Philosopher avec les résident·e·s en maison de repos
« Quand on est jeune, il ne faut pas attendre pour philosopher et quand on est vieux, on ne doit pas se lasser de la philosophie, car personne n’est trop jeune ni trop vieux pour prendre soin de son âme. » – Epicure
Cet article résonne d’une façon particulière car il relate une pratique que j’exerce avec émerveillement et passion depuis quelques années : celle de penser par soi-même, pour soi-même et avec les autres.
Je le rédige alors que je termine la lecture du livre « Maison de repos, Maison de vie ? » (S. Adam, M. Marquet, P. Missotten, 2022) et que brûle en moi cette urgence de repenser l’accompagnement en institution. Du même constat que ses auteur·e·s, il est temps de mettre à l’équilibre un système qui penche de trop en faveur de la santé physique au détriment de la santé mentale des personnes âgées ; un système dans lequel le soin est omniprésent et prend le pas sur leur bien-être, leur qualité de vie et leur auto-détermination (le pouvoir faire ses propres choix).

**Énoncé écrit:** Recopiez le passage de l'article ci-dessus sur la philosophie en maison de repos compris entre « Je le rédige » et « ses propres choix). », ces deux extraits inclus.

**Données fournies:**
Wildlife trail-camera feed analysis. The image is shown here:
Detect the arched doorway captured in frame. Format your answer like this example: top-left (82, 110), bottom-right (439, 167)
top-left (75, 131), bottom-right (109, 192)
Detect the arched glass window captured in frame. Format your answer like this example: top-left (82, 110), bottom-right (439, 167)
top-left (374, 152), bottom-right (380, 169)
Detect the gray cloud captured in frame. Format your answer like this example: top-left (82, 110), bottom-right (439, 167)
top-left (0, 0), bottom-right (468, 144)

**Résultat de l'exercice:**
Je le rédige alors que je termine la lecture du livre « Maison de repos, Maison de vie ? » (S. Adam, M. Marquet, P. Missotten, 2022) et que brûle en moi cette urgence de repenser l’accompagnement en institution. Du même constat que ses auteur·e·s, il est temps de mettre à l’équilibre un système qui penche de trop en faveur de la santé physique au détriment de la santé mentale des personnes âgées ; un système dans lequel le soin est omniprésent et prend le pas sur leur bien-être, leur qualité de vie et leur auto-détermination (le pouvoir faire ses propres choix).